» **WHAT IS BEING ASKED**: Type out the material below exactly.

= = =

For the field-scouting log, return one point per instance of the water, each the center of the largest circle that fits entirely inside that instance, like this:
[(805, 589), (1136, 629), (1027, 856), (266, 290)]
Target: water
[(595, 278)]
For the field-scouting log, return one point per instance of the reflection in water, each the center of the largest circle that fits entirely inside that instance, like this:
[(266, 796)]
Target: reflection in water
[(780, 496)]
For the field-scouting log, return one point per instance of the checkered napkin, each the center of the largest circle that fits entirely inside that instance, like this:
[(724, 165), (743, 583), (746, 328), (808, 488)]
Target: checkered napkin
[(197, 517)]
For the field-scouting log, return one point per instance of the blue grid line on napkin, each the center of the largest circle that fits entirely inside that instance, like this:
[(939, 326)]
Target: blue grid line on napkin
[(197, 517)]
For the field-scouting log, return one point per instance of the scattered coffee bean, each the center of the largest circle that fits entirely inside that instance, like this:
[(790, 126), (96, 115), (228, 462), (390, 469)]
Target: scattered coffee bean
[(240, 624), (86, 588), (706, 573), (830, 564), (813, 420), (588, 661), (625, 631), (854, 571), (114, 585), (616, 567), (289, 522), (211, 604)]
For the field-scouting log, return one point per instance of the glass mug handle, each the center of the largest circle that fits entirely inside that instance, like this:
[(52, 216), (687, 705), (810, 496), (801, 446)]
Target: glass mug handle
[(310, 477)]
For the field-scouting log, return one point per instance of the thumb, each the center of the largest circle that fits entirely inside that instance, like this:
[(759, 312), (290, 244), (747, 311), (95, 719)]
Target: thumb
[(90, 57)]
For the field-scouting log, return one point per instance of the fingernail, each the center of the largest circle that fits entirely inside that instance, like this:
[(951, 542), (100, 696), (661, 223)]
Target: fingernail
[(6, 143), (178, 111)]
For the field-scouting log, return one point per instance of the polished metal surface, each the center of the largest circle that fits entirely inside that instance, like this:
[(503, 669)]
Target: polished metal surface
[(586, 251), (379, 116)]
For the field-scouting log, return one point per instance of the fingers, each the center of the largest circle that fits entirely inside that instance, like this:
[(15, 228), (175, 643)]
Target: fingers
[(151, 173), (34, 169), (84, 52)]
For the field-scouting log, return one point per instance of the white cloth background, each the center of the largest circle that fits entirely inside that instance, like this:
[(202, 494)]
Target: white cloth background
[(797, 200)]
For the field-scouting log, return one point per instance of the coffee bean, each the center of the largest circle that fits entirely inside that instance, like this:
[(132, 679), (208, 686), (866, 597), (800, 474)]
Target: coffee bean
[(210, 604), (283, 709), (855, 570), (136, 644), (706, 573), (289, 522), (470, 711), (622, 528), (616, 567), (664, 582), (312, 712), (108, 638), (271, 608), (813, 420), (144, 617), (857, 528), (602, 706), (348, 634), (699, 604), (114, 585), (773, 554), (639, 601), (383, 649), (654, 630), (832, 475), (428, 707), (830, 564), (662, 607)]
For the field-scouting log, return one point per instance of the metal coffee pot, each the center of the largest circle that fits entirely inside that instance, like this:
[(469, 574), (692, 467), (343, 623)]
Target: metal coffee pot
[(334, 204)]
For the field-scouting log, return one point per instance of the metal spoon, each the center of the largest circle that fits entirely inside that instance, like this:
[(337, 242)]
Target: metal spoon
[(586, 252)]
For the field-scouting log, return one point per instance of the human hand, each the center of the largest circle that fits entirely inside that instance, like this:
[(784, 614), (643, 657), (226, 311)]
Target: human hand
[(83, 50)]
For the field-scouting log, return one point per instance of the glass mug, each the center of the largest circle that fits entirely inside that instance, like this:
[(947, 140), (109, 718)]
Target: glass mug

= = =

» **ANSWER BELOW**:
For the field-scouting log, return one point per instance of the water, each the center of the largest circle that fits entirely inside that instance, like this:
[(805, 589), (1136, 629), (1027, 856), (266, 290)]
Target: water
[(595, 278)]
For the field-scouting log, return one point per instance of the reflection in water, each the center of the largest circle that fits entirely inside that instance, like this:
[(266, 796)]
Target: reflection in water
[(780, 496)]
For the field-scouting log, return one point per instance of the checkered napkin, each the center of the largest circle that fits entirely inside that instance, like this:
[(724, 165), (743, 583), (746, 328), (808, 488)]
Target: checkered napkin
[(197, 517)]
For the field-scouting log, return one point per instance of the blue grid line on napkin, each the center of the largest circle that fits entirely inside that instance, like this:
[(939, 326)]
Target: blue grid line on napkin
[(197, 517)]
For the field-scouting log, return one point per instance of the scattered coffee bean, each the center of the largest circle that fits entirely inside that instance, like this:
[(790, 126), (96, 115), (228, 462), (390, 469)]
Target: scattered coffee bean
[(240, 624), (86, 588), (706, 573), (830, 564), (813, 420), (588, 661), (625, 631), (854, 571), (114, 585), (616, 567), (289, 522), (211, 604)]
For the field-scouting log, return one point per instance of the glass mug handle, each the center of the largest circle that fits entirely inside that instance, like this:
[(52, 216), (687, 705), (810, 496), (801, 446)]
Target: glass mug handle
[(310, 477)]
For the field-scouting log, return one point per instance of the thumb, each the center of the largest circle that fits entirely inside that instance, like this:
[(759, 312), (290, 244), (747, 311), (95, 719)]
Target: thumb
[(90, 57)]
For the field-scouting log, return one point per instance of the fingernail, each the center of the largest circle that fits entirely inside that instance, like this:
[(951, 542), (100, 696), (661, 223)]
Target: fingernail
[(6, 143), (178, 111)]
For the field-scouting log, return one point per instance of the polished metal surface, each the center of the largest circle that fits entirely inside that instance, like this:
[(503, 669)]
Target: polished metal surface
[(586, 251), (379, 116)]
For the field-scouting log, return one point per instance of the fingers, each the center of the largest circle that fits entirely inside that instance, like this:
[(15, 228), (175, 643)]
Target: fingers
[(151, 173), (34, 169), (84, 52)]
For the field-scouting log, return one point per instance of the white cloth background, each the center of the largest circle that fits entirely inside that instance, like this:
[(202, 494)]
Target: white cloth background
[(797, 200)]
For the field-scouting log, return one point per instance of the coffee bean, each the center of the largest circle that fits entirely inside that instance, like this:
[(132, 679), (208, 686), (866, 597), (800, 474)]
Target: coffee bean
[(210, 604), (283, 709), (855, 570), (136, 644), (706, 573), (289, 522), (470, 711), (622, 528), (616, 567), (664, 582), (312, 712), (108, 638), (271, 608), (813, 420), (144, 617), (857, 528), (602, 706), (348, 634), (699, 604), (114, 585), (773, 554), (639, 601), (383, 649), (654, 630), (832, 475), (428, 707), (830, 564), (662, 607)]
For the field-scouting log, return one point per instance of the metal coffee pot, each the center of the largest circle that fits entirely inside that instance, like this:
[(469, 574), (692, 467), (343, 623)]
Target: metal coffee pot
[(334, 204)]
For the field-scouting log, return one point per instance of the metal spoon, each the center of the largest circle that fits entirely inside that instance, like this:
[(337, 242)]
Target: metal spoon
[(586, 252)]
For the field-scouting log, return one point per instance of the human hand, each the center of the largest circle that fits entirely inside that instance, like this:
[(784, 614), (643, 657), (226, 311)]
Target: human hand
[(83, 50)]
For the field-scouting log, return one point per instance of the glass mug, each the center of the largest circle that fits entirely inside that instance, like this:
[(947, 140), (109, 718)]
Target: glass mug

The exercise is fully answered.